+++ SOURCE MATERIAL +++

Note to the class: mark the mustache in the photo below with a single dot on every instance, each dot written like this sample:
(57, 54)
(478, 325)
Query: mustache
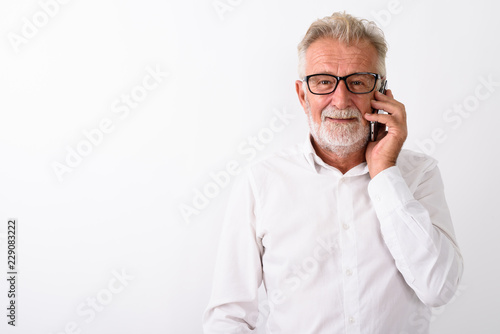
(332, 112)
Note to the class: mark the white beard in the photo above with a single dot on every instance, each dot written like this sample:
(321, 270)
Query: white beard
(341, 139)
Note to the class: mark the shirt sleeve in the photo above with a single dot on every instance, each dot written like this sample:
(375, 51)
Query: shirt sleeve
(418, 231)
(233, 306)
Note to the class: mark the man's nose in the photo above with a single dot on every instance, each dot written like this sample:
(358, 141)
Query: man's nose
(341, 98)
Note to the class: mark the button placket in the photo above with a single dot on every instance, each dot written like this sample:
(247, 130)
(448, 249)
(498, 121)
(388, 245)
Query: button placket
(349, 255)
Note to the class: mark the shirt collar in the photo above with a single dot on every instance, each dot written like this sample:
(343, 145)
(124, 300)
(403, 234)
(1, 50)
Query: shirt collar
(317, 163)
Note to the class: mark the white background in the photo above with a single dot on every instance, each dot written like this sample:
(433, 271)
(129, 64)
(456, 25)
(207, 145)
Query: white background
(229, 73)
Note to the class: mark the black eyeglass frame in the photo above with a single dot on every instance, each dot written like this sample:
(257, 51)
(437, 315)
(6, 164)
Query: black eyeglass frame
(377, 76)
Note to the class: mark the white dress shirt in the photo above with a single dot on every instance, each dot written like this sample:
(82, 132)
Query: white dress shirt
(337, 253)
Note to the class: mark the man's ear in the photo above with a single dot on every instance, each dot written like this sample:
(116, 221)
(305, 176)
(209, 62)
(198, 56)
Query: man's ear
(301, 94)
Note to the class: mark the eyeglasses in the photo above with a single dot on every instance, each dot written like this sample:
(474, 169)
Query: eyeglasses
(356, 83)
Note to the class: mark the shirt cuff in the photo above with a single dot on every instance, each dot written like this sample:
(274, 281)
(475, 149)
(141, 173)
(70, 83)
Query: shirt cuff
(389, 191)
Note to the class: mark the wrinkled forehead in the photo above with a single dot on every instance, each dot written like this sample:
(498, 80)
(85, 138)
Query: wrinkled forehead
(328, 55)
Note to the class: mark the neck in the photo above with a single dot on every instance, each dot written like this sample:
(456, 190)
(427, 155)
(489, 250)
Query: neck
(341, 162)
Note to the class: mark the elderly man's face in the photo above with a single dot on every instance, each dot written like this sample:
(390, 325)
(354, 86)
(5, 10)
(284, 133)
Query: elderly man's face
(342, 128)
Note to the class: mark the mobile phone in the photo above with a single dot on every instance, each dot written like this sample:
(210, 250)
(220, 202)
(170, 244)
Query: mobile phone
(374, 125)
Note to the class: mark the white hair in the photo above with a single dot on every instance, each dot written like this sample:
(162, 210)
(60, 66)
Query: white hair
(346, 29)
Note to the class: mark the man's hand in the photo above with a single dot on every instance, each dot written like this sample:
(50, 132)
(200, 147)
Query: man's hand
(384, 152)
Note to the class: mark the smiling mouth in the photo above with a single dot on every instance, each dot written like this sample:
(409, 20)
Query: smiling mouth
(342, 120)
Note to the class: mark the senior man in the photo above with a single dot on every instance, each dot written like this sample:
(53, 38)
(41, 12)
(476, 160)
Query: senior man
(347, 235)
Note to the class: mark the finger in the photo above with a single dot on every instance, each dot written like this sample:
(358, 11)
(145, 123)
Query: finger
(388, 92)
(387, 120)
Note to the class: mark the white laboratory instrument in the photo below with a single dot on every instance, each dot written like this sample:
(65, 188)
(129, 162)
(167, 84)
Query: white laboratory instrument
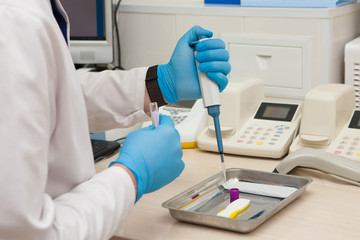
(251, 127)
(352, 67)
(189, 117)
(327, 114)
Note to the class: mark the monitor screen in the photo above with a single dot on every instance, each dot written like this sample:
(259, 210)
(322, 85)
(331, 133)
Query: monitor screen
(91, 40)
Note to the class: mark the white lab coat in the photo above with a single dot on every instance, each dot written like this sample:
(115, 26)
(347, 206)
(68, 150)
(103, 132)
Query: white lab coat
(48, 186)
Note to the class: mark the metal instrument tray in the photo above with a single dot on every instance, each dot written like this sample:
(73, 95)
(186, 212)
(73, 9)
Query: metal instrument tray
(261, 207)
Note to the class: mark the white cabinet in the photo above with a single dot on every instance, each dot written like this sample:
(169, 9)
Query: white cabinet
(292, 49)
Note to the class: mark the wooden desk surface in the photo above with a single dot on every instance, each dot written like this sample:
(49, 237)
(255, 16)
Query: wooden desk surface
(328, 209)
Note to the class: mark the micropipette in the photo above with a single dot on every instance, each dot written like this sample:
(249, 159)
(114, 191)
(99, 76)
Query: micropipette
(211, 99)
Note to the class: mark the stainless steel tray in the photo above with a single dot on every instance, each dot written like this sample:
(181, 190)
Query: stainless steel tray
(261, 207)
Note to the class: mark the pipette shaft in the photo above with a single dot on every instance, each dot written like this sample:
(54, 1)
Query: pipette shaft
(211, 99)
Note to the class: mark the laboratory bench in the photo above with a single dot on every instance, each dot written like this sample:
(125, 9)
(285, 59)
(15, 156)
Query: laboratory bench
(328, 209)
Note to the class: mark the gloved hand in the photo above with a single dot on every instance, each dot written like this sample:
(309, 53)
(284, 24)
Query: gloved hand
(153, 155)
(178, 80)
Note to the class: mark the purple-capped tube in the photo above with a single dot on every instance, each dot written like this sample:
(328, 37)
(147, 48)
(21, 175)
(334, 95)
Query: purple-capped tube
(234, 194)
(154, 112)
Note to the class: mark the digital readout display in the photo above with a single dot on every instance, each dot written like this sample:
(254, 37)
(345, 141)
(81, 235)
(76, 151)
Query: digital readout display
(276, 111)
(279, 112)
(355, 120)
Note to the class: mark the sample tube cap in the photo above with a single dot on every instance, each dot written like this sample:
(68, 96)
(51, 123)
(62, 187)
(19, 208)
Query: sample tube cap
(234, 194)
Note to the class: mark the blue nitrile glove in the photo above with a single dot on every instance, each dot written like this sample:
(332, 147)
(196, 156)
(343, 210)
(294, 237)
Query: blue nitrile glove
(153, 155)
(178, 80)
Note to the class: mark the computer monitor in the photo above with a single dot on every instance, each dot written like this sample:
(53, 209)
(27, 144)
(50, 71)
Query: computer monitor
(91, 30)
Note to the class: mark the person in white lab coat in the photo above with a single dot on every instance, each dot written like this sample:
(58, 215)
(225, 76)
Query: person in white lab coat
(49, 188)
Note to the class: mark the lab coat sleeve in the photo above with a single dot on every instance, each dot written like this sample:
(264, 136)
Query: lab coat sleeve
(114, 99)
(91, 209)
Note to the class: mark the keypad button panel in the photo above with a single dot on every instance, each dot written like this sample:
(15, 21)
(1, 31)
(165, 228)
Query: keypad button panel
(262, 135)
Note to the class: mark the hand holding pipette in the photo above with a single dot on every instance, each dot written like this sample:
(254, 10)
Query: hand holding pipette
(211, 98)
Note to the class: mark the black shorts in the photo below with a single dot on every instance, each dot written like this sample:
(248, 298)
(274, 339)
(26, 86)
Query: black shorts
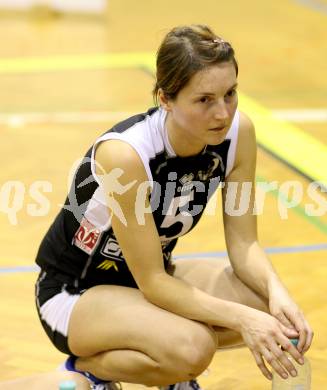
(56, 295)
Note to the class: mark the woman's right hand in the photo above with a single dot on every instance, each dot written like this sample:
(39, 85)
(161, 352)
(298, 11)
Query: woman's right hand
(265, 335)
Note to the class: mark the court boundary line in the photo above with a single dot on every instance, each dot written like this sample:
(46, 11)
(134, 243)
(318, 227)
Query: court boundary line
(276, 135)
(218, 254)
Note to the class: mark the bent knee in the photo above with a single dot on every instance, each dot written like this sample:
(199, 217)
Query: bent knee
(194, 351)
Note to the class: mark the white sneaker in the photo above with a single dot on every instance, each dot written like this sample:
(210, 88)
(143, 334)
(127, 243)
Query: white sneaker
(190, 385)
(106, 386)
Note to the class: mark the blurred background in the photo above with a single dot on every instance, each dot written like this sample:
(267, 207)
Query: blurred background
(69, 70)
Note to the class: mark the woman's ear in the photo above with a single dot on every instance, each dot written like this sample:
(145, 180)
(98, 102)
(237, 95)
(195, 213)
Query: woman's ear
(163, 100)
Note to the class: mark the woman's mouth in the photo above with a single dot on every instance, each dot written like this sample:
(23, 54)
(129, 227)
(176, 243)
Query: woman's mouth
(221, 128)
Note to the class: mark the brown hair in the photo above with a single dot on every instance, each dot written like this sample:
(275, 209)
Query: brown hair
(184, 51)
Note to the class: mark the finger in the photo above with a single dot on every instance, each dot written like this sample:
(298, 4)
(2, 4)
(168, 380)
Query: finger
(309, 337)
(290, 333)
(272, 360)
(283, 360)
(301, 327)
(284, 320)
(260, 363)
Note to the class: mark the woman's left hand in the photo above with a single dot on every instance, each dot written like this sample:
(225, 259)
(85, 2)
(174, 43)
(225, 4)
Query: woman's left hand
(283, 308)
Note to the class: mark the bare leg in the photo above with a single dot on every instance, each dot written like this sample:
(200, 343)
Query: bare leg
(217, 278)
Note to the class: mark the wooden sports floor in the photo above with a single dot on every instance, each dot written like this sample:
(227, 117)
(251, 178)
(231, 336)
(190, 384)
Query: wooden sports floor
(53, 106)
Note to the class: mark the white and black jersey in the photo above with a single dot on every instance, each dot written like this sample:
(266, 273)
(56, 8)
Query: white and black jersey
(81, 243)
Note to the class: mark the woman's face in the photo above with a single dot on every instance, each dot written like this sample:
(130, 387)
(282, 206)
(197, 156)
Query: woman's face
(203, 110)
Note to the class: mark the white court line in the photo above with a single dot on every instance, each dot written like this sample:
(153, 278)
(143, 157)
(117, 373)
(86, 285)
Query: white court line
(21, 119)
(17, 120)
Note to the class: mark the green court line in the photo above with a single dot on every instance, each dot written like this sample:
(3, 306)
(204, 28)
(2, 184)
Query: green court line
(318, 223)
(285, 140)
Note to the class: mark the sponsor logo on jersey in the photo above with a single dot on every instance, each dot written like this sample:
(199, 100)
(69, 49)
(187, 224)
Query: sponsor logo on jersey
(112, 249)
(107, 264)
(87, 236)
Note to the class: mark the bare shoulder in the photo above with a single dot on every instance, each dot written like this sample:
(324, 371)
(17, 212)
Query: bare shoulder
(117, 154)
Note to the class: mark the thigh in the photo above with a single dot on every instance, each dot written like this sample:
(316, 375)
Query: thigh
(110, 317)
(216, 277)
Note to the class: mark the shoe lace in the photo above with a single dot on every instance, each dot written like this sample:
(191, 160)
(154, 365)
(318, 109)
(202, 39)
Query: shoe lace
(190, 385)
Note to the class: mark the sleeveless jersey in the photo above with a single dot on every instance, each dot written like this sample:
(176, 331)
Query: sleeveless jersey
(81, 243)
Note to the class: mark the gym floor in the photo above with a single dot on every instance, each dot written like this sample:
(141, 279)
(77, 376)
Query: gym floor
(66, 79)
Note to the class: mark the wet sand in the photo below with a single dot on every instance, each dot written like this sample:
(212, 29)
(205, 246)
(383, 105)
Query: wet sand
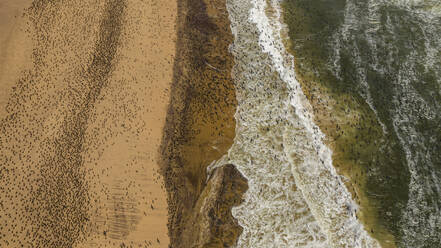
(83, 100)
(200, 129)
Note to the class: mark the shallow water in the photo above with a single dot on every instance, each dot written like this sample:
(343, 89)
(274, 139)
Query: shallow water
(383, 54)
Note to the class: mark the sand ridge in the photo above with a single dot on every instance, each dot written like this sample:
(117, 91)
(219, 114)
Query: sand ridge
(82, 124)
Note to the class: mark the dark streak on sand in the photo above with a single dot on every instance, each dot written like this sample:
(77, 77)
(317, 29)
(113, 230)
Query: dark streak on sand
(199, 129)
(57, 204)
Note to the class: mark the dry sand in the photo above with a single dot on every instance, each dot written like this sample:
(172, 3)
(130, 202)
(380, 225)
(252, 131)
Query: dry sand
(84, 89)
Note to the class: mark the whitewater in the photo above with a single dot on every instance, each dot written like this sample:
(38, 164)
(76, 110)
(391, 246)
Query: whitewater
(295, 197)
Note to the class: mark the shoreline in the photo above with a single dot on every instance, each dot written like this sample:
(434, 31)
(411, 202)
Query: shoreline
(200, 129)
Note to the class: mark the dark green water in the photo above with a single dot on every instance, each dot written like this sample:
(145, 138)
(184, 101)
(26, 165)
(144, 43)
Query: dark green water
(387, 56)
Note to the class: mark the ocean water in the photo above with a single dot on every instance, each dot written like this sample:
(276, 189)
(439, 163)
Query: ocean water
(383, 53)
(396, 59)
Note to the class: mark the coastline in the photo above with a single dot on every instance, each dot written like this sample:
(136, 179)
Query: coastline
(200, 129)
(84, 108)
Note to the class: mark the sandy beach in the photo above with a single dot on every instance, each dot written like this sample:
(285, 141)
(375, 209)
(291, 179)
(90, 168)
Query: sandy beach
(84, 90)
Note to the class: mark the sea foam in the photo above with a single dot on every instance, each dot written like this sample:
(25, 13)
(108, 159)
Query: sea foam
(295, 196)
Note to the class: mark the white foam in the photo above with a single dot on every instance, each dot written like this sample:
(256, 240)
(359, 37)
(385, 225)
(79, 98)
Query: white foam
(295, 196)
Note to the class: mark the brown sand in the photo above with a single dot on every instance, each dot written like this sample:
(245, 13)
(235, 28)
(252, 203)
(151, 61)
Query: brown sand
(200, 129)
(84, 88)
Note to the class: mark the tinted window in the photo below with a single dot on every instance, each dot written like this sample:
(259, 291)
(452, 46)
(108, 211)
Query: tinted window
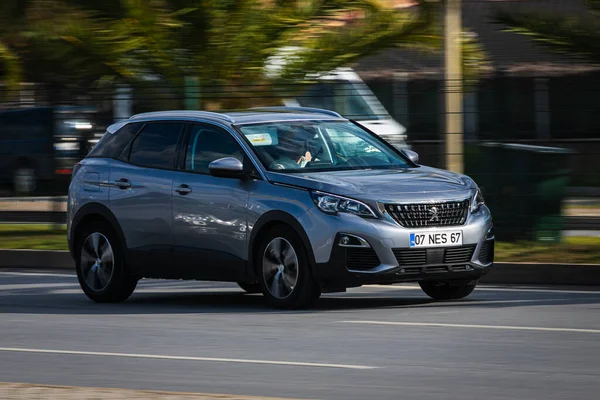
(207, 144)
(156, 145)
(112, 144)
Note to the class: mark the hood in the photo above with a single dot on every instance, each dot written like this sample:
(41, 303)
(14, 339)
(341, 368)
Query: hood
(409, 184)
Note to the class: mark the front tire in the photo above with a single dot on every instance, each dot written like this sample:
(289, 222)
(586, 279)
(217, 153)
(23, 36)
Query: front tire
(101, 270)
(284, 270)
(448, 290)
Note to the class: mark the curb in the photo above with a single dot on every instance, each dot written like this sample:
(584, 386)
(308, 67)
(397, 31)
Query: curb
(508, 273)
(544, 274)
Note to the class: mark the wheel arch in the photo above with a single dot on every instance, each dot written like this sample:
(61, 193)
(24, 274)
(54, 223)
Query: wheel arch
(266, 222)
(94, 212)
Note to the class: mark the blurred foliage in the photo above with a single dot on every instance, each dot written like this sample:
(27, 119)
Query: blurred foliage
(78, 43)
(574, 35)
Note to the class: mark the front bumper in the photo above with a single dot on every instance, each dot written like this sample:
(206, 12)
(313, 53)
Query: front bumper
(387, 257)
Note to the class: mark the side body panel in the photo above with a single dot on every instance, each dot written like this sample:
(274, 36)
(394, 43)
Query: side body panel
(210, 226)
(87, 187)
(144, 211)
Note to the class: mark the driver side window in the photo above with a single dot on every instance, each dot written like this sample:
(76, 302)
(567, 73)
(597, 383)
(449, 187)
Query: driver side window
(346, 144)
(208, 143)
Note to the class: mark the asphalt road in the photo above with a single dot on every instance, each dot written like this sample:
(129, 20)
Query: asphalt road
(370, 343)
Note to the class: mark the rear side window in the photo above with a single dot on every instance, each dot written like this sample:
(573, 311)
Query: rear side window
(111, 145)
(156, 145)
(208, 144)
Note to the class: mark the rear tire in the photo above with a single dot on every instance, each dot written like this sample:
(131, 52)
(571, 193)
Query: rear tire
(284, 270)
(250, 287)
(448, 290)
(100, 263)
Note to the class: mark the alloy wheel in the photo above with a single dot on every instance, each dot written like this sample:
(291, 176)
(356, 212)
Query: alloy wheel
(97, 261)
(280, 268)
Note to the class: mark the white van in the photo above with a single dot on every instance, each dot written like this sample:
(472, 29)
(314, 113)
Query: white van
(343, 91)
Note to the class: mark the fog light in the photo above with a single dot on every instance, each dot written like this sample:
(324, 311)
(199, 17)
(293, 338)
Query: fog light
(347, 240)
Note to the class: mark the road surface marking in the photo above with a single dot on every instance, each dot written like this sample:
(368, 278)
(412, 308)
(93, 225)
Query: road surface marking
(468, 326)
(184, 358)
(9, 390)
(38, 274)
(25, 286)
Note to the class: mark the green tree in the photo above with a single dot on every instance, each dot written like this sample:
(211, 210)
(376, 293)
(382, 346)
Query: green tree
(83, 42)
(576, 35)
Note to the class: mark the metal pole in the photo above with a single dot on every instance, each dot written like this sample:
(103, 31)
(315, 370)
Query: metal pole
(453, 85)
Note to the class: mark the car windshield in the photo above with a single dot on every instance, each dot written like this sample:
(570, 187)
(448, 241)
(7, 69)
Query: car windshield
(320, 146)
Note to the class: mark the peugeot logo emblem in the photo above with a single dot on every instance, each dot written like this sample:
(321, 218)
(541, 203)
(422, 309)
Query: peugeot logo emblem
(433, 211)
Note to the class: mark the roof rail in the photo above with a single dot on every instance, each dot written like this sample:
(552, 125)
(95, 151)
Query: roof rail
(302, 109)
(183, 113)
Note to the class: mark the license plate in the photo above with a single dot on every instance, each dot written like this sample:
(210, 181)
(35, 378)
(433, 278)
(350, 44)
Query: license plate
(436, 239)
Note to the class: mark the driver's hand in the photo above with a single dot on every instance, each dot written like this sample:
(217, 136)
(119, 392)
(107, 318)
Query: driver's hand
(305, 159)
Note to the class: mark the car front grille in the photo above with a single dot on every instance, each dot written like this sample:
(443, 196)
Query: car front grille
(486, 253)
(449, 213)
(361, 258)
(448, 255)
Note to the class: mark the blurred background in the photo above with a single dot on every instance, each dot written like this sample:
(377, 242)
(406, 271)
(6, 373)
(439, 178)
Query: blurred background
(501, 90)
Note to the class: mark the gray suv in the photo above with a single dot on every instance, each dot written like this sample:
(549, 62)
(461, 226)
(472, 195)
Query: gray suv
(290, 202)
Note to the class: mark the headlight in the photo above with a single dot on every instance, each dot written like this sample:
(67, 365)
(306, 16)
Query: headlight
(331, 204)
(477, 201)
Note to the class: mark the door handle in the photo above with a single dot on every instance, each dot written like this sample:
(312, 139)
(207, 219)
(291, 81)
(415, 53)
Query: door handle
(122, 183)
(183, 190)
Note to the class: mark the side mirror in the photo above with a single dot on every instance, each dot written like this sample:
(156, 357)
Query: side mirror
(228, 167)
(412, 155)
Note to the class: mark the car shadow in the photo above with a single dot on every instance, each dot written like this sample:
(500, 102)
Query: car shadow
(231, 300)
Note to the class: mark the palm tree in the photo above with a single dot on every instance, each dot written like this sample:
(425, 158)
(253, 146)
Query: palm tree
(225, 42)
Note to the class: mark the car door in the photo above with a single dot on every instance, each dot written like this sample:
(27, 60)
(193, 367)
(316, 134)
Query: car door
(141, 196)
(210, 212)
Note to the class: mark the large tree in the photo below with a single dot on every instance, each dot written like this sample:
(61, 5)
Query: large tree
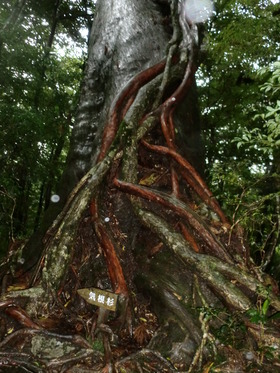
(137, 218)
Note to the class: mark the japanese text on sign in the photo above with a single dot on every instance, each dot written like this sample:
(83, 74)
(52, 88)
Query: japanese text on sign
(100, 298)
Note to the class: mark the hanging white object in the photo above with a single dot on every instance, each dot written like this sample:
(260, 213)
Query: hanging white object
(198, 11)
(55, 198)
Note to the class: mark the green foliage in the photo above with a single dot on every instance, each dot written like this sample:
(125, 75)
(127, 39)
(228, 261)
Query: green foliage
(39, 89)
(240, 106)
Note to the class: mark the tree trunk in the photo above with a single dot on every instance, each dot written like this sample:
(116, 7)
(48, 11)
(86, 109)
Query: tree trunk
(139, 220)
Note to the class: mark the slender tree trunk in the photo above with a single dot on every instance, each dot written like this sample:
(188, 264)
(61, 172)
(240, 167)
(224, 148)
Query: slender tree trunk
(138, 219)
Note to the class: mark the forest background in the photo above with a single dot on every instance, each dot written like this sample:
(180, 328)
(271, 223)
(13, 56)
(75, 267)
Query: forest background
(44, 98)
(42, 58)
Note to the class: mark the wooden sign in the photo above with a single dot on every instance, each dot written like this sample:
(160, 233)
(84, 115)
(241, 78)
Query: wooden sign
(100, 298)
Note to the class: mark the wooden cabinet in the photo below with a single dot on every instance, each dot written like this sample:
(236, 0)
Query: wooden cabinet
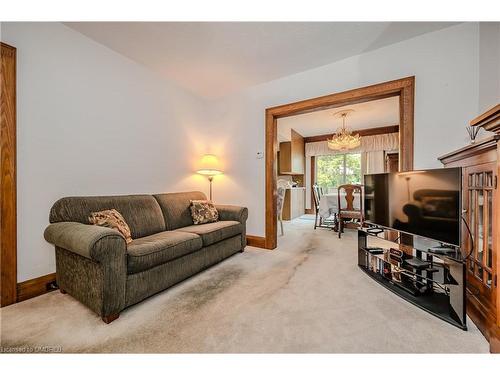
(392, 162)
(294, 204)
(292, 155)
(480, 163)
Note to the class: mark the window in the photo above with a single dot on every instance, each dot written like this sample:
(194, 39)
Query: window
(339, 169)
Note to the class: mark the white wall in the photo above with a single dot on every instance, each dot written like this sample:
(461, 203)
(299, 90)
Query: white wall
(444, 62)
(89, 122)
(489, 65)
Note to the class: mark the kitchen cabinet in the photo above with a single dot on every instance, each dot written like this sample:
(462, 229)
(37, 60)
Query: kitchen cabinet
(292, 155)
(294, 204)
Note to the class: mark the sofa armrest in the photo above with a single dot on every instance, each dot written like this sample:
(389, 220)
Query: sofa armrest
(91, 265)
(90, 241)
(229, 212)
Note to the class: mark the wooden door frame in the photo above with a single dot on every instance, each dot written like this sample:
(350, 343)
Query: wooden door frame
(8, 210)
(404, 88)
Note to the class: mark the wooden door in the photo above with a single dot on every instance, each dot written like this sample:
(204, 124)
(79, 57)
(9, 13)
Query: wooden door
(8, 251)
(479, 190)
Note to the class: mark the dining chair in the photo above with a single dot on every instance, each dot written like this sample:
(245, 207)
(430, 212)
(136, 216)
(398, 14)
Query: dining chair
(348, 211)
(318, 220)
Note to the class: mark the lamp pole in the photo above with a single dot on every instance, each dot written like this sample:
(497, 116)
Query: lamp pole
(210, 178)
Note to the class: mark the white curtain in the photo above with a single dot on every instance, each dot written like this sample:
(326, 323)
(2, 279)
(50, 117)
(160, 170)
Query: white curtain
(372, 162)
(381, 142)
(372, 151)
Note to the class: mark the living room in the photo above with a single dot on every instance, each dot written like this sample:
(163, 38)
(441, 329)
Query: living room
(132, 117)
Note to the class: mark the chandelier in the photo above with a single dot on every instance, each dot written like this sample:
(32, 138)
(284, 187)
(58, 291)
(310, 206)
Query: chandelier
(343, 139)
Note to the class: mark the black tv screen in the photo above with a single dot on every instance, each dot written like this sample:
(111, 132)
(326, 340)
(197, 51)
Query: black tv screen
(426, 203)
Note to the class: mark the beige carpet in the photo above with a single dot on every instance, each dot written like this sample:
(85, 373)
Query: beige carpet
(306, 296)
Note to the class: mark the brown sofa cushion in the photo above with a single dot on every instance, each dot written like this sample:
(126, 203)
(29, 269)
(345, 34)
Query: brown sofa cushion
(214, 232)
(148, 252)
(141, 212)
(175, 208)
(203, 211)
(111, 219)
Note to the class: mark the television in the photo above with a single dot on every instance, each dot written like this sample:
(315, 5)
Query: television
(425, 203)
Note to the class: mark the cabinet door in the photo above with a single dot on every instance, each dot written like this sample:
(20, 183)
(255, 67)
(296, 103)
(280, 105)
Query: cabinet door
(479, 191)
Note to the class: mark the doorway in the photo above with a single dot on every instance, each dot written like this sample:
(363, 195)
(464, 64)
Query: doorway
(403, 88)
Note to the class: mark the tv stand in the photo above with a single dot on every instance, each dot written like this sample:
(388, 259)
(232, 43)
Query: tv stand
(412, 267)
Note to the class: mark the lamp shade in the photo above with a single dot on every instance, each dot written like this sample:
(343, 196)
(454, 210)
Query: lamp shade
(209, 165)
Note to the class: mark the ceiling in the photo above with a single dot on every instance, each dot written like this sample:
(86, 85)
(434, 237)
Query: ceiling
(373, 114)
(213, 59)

+++

YOUR GOAL — Quote every line from the line containing "Note to the class: mark the chandelier" through the closing line of the listing, including both.

CORRECT RESPONSE —
Note to the class: mark the chandelier in the photo above with a single dot on every instance, each dot written like this sample:
(32, 138)
(284, 187)
(58, 291)
(310, 206)
Query: chandelier
(343, 139)
Note to the class: mark the black tv screen in the photo above with a single dot on every instance, each dot written like this sample:
(111, 132)
(326, 340)
(197, 51)
Query: black tv screen
(426, 203)
Note to the class: mark the beige carpet in the photo above with a single dot on every instance, each dot written like this sample:
(85, 373)
Query: beige carpet
(306, 296)
Note to the class: mark the brown sofa cushion in the photo above with a single dot on every instance, each dot written like this sample:
(126, 203)
(29, 269)
(345, 34)
Query: brown sofa cushion
(214, 232)
(148, 252)
(141, 212)
(175, 208)
(203, 211)
(111, 219)
Note to the class: mark the television in the photo above with a single dot on every instance, each dot written like this sample:
(315, 5)
Query: television
(425, 203)
Note to the class: mark the cabinet door in the photo above with a single dot on every instance, each dot written like this sample:
(20, 183)
(255, 67)
(296, 103)
(280, 105)
Query: cabinet door
(479, 191)
Note to the class: mark the doorway in the photo above with a single dot on every instance, each dot written like this sample:
(363, 195)
(464, 64)
Query: doorway
(403, 88)
Note to the class: mark the tv stand in the photo above with a single dot on every instance, each dot written like this sample:
(388, 259)
(232, 43)
Query: tv stand
(412, 267)
Note to the class: mark the lamp shade in the photo above with a single dot on every instance, each dot written like this sample:
(343, 196)
(454, 210)
Query: lamp shade
(209, 165)
Note to the class: mark the ceiling in the photo above with a single dot on every instance, each dot written like this sample:
(86, 85)
(434, 237)
Query: ceiling
(373, 114)
(213, 59)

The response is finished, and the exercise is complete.